Reproduce, word for word, the lines of the records from the line containing "Where can you spot the train roof?" through the end of the records.

★ ★ ★ ★

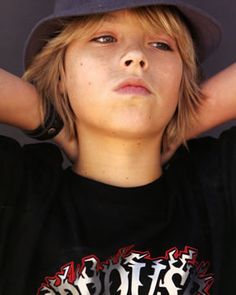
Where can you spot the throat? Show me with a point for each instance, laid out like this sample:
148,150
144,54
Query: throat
120,164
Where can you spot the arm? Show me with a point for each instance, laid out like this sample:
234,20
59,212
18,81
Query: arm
219,105
20,107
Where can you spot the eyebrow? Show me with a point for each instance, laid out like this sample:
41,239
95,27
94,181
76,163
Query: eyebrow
108,17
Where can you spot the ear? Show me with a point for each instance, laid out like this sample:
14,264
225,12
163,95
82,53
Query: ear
61,85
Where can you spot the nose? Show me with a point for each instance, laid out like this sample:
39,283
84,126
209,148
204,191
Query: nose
134,59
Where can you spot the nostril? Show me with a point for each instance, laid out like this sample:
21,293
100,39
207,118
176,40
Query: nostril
128,62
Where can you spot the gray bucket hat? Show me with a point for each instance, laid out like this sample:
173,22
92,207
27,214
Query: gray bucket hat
206,31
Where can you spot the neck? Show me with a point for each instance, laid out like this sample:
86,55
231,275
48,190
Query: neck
119,162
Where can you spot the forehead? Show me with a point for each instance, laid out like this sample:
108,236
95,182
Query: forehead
154,18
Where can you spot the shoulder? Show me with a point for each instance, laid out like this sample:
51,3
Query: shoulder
27,171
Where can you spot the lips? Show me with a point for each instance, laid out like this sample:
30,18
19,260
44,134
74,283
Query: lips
134,86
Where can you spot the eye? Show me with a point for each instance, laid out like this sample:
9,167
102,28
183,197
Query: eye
162,46
104,39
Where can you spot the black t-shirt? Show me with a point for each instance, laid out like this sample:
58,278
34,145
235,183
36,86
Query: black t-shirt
61,233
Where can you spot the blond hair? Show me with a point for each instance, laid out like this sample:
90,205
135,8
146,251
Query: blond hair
47,68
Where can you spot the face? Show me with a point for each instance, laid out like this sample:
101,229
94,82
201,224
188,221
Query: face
122,79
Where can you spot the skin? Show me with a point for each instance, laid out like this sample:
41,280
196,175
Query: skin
120,131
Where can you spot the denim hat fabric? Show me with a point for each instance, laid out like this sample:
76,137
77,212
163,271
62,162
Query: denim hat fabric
207,32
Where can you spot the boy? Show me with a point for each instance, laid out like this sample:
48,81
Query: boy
125,83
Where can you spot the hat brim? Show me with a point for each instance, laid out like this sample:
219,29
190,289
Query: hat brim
207,31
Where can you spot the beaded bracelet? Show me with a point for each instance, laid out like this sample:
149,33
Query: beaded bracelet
52,126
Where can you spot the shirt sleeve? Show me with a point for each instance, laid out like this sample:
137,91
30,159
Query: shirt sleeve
25,170
11,172
215,162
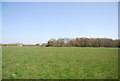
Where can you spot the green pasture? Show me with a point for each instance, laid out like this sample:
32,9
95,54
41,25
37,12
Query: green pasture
59,63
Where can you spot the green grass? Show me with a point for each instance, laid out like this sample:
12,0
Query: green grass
59,63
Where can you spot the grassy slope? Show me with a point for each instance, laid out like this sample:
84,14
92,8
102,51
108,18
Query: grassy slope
59,62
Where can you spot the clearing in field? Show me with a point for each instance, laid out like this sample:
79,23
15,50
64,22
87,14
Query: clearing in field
60,63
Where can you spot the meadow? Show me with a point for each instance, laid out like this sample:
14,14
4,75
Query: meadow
59,63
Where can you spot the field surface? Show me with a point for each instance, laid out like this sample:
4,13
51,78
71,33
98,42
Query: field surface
59,63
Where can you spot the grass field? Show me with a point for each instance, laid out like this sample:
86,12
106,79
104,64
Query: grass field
59,63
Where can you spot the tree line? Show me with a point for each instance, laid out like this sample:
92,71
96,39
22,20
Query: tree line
83,42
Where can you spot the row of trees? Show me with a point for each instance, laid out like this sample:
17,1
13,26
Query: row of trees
83,42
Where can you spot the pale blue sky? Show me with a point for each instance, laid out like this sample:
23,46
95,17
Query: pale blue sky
30,22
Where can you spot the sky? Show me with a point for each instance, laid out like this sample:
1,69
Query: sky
37,22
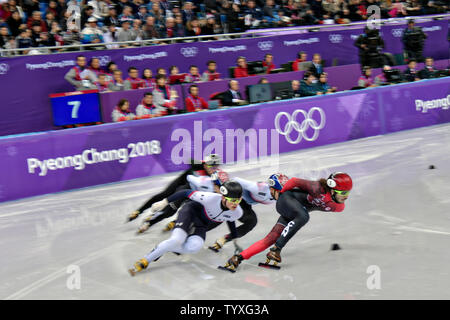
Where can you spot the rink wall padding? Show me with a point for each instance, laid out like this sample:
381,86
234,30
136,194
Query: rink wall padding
29,80
56,161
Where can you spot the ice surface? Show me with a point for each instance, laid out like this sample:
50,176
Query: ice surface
397,218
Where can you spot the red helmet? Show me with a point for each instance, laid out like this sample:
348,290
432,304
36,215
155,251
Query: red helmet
340,181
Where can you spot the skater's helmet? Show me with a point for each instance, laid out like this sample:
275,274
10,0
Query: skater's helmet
213,160
277,181
219,177
231,189
340,181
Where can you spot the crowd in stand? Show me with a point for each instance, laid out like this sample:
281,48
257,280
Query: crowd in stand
34,23
160,99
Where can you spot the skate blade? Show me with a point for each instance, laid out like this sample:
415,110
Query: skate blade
227,269
213,249
132,272
268,266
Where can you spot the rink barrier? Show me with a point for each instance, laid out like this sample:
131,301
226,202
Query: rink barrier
29,80
342,77
56,161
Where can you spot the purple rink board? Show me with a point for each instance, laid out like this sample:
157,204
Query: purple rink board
109,100
55,161
29,80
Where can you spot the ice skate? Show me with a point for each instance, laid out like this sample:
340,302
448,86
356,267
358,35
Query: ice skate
218,244
232,263
169,226
133,216
145,224
138,267
273,259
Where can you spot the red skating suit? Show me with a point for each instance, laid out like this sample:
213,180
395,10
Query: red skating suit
317,197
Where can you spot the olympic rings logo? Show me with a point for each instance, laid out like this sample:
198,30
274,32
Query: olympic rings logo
4,68
302,127
335,38
265,45
189,52
397,32
104,60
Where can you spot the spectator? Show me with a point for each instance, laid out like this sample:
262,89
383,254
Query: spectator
301,63
146,109
429,71
110,68
193,75
133,81
36,18
127,15
263,80
94,67
366,80
102,83
122,111
117,83
112,18
79,76
194,102
147,78
149,29
142,14
316,65
169,30
232,97
91,33
55,32
175,76
188,12
14,22
193,28
323,86
411,73
125,34
308,85
253,15
111,36
4,37
381,78
161,71
295,89
163,96
268,62
234,19
241,70
209,27
211,74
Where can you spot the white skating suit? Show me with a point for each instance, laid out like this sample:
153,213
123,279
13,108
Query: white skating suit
255,192
212,207
200,183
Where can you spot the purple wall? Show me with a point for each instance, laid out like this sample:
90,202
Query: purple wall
28,80
55,161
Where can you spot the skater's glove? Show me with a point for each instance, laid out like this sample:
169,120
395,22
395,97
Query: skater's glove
237,247
160,205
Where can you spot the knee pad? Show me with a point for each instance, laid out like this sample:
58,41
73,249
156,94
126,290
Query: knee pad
178,236
193,244
274,234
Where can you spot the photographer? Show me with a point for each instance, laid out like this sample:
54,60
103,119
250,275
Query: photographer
413,39
370,44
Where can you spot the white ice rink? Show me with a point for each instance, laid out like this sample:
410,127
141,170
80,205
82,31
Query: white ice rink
397,219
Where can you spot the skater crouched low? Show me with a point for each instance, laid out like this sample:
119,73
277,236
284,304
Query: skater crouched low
297,198
196,215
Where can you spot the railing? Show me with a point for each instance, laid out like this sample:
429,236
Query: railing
218,37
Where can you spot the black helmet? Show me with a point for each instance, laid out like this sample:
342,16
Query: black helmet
213,160
231,189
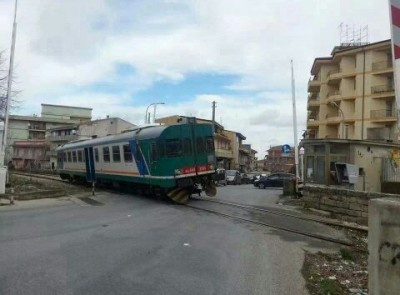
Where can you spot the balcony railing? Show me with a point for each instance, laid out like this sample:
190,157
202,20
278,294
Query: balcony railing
382,114
381,89
334,71
334,92
382,65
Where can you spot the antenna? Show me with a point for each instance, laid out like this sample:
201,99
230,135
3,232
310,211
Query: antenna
351,36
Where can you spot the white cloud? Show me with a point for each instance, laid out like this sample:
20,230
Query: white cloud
73,44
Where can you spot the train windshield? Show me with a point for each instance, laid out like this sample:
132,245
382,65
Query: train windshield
173,147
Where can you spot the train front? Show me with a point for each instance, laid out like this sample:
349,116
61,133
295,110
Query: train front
191,154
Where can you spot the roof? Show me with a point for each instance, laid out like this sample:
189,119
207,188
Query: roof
41,119
71,126
240,135
339,50
349,141
63,106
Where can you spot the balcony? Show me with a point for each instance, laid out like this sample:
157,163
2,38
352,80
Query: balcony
382,90
334,94
314,84
334,76
62,138
222,153
384,67
383,115
313,100
313,120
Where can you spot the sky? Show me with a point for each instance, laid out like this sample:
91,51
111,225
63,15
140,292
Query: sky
119,56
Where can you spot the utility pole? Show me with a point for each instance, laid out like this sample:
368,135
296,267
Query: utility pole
9,87
213,114
296,152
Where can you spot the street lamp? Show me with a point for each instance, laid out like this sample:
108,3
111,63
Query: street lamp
337,106
147,119
301,152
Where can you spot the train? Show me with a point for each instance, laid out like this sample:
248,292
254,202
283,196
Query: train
175,161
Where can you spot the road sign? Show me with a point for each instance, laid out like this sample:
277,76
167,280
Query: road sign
286,149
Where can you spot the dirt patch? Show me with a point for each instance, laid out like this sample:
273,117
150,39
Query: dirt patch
344,272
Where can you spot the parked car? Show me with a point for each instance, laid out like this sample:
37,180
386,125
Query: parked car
233,177
257,178
245,178
275,180
220,176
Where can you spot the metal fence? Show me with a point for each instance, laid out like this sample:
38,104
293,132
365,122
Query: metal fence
390,171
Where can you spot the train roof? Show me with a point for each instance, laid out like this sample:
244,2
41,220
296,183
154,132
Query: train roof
145,132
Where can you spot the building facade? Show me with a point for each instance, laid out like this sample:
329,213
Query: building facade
351,94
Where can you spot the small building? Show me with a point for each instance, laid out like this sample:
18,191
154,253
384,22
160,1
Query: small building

★ ★ ★ ★

— Solved exercise —
Where can you spot the train roof? Show me with a point for each instance, laid out like this sample:
244,2
41,220
296,183
154,132
Query: train roof
145,132
Where can you spot the building facade? Show me with a point for each instance, laid out like this sample:
329,213
Query: building facade
351,94
Where can you spot the small building? Show me with a point for each instance, laid out like this sample:
18,191
154,253
384,22
160,1
Query: small building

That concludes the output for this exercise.